* Required action 1
From the column, extract the passage that begins at the words "Four years ago" and stops after "the Democratic nominee.".
* Required action 2
Extend the column about the 2008 presidential race, picking up after its final sentence.

The NSA, Big Sis and internment camps

By Craige McMillan

Four years ago at this time, there was an intense presidential primary election campaign under way. Democrats were fighting it out between Hillary Clinton (also known as Bill’s third term) and Barack Obama.

In his earlier Senate election campaign, Obama had been described as “Kenyan-born Barack Obama” by the Evening Standard newspaper in South Africa once he began pulling into the lead in the Illinois U.S. Senate race. Perhaps that newspaper headline is why Hillary wasn’t worried about landing the nomination until it was too late.

Shortly after that, Bill’s third term lay battered and bleeding in the dust after the “hope and change” stampede at the Democratic convention, and the Kenyan was the Democratic nominee.

The crumbling economy wasn’t the fault of the wars, Congress’ decision to implement “don’t ask, don’t tell” mortgages (documentation free), or the derivatives of derivatives of derivatives Wall Street had written and peddled to the big banks, who were every bit as addicted to the reliable programmed trading earnings as crack babies were to their mother’s last fix.

No, it was all Bush’s fault.

John McCain tried to pull it out of the toilet for the Republicans, by picking Sarah Palin to energize conservatives – then later on locking her in the closet. The independent voters he sold his soul to buy, however, had already sold their souls to the Kenyan.

After the election, Obama promised the world a new chorus of “Kumbaya.” The mainlining press assured us that the era of racism had ended with the election of Obama the Uniter. Greenies experienced orgasmic bliss as millions of taxpayer dollars flowed into their impossible schemes to power the new utopia.

Wall Street and the big banks rolled over in their bed and found that both were bankrupt from investing in their own derivatives. No matter, the taxpayer would bail them out. The bonuses would continue. The Fed would dilute the money supply until there was enough to go around. And the Chicago corruption machine had the White House on speed dial, reminding Obama that he owed them.

[Items from a data source]
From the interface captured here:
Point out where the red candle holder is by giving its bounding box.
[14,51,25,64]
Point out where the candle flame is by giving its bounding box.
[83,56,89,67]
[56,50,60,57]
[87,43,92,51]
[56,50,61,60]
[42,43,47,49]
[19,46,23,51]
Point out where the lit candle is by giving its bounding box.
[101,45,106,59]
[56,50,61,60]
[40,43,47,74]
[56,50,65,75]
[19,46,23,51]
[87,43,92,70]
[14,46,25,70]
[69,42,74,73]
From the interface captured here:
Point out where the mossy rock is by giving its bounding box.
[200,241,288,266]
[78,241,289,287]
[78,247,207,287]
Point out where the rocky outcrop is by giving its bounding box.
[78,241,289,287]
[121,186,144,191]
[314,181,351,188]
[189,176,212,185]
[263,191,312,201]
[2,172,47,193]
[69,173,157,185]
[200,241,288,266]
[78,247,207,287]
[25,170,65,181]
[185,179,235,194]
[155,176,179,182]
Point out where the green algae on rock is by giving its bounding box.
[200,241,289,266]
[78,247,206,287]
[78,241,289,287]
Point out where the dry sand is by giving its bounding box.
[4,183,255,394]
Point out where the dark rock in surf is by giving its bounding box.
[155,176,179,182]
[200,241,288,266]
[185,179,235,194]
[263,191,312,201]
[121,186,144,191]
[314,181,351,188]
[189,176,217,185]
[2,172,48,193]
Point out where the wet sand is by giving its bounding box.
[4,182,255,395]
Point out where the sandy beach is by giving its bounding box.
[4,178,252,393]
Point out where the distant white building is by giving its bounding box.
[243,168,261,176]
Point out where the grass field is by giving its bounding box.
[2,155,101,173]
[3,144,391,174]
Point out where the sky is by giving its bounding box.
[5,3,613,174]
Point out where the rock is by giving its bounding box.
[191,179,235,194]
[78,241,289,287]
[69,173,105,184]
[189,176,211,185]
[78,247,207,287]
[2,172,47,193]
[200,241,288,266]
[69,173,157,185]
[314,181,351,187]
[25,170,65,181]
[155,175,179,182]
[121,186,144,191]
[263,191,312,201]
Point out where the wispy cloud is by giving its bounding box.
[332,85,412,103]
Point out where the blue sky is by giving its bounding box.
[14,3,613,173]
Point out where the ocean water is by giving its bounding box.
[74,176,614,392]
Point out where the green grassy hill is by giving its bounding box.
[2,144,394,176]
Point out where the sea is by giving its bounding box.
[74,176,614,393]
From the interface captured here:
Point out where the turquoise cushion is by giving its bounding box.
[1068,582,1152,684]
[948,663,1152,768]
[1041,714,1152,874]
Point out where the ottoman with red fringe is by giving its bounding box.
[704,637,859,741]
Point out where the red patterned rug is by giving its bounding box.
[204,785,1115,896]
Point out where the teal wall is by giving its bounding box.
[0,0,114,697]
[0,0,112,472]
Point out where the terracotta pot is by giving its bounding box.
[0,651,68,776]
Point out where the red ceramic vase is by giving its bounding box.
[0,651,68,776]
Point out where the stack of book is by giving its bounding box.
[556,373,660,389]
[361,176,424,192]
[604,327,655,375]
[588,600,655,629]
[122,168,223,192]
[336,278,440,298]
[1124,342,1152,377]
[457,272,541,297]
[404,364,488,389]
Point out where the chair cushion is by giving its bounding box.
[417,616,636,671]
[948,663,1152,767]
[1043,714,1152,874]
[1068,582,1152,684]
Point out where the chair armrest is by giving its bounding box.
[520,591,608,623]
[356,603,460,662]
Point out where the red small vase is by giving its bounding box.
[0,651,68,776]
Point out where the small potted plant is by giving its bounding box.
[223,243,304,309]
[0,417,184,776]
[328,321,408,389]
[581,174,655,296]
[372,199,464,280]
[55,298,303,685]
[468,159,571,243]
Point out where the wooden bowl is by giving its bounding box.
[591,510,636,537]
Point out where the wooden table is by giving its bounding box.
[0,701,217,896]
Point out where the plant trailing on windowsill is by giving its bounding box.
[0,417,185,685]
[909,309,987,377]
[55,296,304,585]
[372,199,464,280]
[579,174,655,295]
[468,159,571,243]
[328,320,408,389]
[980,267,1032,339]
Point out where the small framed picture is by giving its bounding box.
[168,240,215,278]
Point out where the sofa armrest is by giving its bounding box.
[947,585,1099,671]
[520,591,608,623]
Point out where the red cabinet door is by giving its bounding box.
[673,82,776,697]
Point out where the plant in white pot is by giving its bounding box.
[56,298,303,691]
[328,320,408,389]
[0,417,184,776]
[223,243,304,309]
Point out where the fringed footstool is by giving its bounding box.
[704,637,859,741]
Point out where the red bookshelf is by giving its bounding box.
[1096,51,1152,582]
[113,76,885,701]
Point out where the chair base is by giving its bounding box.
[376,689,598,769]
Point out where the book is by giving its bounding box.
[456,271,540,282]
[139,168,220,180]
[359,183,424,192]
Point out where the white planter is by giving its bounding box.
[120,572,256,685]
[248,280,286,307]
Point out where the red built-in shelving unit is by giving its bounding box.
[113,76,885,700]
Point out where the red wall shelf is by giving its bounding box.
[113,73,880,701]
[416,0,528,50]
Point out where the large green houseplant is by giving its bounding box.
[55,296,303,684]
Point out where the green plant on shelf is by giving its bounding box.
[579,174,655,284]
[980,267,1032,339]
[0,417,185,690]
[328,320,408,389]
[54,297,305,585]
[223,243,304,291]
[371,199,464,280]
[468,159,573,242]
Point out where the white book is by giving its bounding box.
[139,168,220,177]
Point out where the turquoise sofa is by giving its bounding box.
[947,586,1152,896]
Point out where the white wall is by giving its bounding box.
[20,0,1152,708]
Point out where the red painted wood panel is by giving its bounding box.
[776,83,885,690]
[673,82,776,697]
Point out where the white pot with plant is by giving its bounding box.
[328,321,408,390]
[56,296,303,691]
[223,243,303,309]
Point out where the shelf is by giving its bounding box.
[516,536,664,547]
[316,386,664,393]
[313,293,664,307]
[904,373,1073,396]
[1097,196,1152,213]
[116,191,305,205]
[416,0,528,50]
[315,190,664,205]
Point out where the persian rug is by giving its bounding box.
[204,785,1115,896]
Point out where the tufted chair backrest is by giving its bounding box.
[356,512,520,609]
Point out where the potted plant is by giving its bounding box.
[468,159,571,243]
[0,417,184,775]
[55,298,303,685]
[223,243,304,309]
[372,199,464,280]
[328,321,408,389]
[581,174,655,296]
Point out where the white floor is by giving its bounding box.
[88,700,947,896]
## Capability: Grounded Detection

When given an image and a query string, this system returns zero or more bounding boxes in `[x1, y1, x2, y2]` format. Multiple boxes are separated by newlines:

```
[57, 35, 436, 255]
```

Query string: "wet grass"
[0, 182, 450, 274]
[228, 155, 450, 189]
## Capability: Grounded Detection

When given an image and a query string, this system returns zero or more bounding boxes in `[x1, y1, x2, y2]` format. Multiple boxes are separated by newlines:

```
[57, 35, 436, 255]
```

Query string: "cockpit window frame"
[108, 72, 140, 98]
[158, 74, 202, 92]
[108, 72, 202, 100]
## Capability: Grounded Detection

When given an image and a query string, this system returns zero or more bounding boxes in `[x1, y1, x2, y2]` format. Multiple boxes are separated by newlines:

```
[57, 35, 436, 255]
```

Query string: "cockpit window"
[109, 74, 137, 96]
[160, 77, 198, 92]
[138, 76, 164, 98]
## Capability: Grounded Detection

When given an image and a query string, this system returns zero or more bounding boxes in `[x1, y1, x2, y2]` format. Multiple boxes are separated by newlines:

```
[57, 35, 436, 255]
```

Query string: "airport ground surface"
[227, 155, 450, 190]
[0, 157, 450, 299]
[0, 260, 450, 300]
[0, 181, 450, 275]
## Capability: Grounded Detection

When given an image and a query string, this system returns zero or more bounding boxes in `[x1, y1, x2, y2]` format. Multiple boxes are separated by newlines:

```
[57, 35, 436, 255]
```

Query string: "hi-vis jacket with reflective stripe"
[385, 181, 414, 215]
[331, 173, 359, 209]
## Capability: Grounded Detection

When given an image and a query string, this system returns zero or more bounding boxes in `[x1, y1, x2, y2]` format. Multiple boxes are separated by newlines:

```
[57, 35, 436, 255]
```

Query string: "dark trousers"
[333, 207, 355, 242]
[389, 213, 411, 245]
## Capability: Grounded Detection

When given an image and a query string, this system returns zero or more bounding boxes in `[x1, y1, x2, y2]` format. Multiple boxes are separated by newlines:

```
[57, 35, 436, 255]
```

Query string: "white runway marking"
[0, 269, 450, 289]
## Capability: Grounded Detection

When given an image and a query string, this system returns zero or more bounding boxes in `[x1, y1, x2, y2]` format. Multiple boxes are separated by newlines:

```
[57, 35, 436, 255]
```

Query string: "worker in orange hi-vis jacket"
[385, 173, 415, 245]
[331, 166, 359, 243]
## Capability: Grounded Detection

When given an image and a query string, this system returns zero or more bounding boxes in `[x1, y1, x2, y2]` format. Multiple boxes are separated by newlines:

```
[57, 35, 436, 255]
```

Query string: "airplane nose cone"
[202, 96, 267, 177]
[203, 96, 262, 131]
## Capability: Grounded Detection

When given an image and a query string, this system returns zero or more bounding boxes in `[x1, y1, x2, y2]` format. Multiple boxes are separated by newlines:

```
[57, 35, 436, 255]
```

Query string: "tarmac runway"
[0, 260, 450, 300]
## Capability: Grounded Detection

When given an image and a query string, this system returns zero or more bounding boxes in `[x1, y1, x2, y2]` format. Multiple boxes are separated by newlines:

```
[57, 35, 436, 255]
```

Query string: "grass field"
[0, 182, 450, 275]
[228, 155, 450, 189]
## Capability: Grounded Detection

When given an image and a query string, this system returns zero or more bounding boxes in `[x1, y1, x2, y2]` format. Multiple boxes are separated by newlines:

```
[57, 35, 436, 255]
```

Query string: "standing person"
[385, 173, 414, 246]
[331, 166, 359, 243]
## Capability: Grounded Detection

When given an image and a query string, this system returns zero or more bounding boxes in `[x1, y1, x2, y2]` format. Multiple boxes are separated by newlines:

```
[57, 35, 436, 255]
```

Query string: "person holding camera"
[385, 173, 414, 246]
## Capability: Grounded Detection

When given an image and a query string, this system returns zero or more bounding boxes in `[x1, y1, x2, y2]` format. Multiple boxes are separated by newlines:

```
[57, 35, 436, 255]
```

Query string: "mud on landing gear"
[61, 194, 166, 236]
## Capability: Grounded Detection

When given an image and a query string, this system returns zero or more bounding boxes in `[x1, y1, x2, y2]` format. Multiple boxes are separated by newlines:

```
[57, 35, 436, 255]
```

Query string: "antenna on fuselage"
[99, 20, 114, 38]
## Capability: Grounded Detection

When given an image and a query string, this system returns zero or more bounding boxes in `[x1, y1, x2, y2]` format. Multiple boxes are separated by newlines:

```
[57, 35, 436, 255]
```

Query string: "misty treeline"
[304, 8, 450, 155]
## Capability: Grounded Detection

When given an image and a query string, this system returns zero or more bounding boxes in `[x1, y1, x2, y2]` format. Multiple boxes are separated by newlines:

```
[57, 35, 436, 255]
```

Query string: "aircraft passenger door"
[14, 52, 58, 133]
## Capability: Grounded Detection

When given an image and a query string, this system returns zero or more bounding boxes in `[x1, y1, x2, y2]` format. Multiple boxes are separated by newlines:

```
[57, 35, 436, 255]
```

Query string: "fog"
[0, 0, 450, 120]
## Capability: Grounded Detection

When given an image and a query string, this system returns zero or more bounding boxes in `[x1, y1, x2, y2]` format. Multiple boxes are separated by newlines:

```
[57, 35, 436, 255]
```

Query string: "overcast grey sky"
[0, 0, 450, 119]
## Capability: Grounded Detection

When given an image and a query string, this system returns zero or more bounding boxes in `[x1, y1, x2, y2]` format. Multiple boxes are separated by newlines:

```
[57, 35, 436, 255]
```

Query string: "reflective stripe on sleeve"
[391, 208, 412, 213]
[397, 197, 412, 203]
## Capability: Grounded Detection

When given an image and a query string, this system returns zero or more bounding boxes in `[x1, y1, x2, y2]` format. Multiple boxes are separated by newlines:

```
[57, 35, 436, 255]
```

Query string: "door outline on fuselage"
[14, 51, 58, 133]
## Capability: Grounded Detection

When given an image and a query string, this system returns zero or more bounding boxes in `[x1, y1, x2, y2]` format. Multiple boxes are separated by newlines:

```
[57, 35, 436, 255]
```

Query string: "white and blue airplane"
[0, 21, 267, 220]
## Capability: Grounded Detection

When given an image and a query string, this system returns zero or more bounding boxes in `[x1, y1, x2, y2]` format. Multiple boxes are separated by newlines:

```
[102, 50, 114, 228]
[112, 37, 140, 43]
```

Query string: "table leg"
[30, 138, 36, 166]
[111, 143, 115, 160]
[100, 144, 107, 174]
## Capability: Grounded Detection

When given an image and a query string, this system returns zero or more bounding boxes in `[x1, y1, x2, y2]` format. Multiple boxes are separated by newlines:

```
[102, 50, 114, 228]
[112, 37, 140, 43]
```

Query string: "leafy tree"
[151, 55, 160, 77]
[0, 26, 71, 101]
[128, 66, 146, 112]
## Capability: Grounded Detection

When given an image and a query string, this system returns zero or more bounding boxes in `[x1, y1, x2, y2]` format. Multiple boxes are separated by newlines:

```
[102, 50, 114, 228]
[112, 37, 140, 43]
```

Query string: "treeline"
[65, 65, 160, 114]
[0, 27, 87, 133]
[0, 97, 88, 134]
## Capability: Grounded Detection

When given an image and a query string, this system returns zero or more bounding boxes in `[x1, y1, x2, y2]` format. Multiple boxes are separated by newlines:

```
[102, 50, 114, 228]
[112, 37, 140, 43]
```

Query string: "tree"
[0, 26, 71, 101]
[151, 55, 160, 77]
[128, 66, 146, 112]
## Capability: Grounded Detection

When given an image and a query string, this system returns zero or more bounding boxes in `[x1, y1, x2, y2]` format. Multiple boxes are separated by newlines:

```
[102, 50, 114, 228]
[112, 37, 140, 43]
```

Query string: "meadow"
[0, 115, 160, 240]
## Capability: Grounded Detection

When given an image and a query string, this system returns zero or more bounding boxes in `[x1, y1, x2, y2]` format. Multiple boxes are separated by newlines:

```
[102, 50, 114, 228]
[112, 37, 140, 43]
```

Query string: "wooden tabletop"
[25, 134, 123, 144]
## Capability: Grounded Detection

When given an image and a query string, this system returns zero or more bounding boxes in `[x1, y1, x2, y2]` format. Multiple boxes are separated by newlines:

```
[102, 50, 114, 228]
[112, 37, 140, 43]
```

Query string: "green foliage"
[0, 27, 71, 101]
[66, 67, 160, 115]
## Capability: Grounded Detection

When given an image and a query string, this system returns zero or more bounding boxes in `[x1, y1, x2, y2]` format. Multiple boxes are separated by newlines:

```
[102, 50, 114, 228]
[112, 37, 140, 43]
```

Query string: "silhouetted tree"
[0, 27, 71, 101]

* Expected answer 1
Four years ago at this time, there was an intense presidential primary election campaign under way. Democrats were fighting it out between Hillary Clinton (also known as Bill’s third term) and Barack Obama.

In his earlier Senate election campaign, Obama had been described as “Kenyan-born Barack Obama” by the Evening Standard newspaper in South Africa once he began pulling into the lead in the Illinois U.S. Senate race. Perhaps that newspaper headline is why Hillary wasn’t worried about landing the nomination until it was too late.

Shortly after that, Bill’s third term lay battered and bleeding in the dust after the “hope and change” stampede at the Democratic convention, and the Kenyan was the Democratic nominee.

* Expected answer 2
Which brings us to “hope and change” on the Republican side of the aisle this time around. Mitt Romney, author of Masscare as governor, is to be sent to D.C. by the Republican establishment to slay the Obamacare dragon, vanquish Wall Street’s grip on the economy, establish accountability at the Federal Reserve, fix Social Security and Medicare so it will be there for our illegal aliens and end conflict in the Middle East.

Meanwhile, the economy has fundamentally changed. Other nations now have better-educated children, who are competing against ours for jobs via the Internet.

Brick-and-mortar stores order their inventory over the Internet, have it shipped via FedEx or UPS to their doorstep and then complain that their customers are doing the same.

China now manufacturers everything for everybody and puts the requested label on it as it goes out the door. Rarely do they offer thanks to the U.S. brain trust – the ones that decided Americans don’t need to make things anymore – we’re now all unemployed knowledge workers. The latest estimate is that 88 million Americans are unemployed and have given up looking for work.

Don’t like it? The feds already know that. Why do you think Big Sis needs 20,000 drones patrolling the skies over America and NSA needs a new listening post to read and listen to every personal communication between every American citizen and archive it forever?

Political enemies will get special treatment. Step out of line and the police don’t even need a warrant to download your location data and buddy lists from your cell phone. Then they can go around and talk to your pals about your terrorist tendencies. We’ll be at war in the Middle East by then, so of course you can be relocated to an internment camp for the duration – just like the Japanese during World War II.

Hope and change. And bon appetite. I hope it works for you.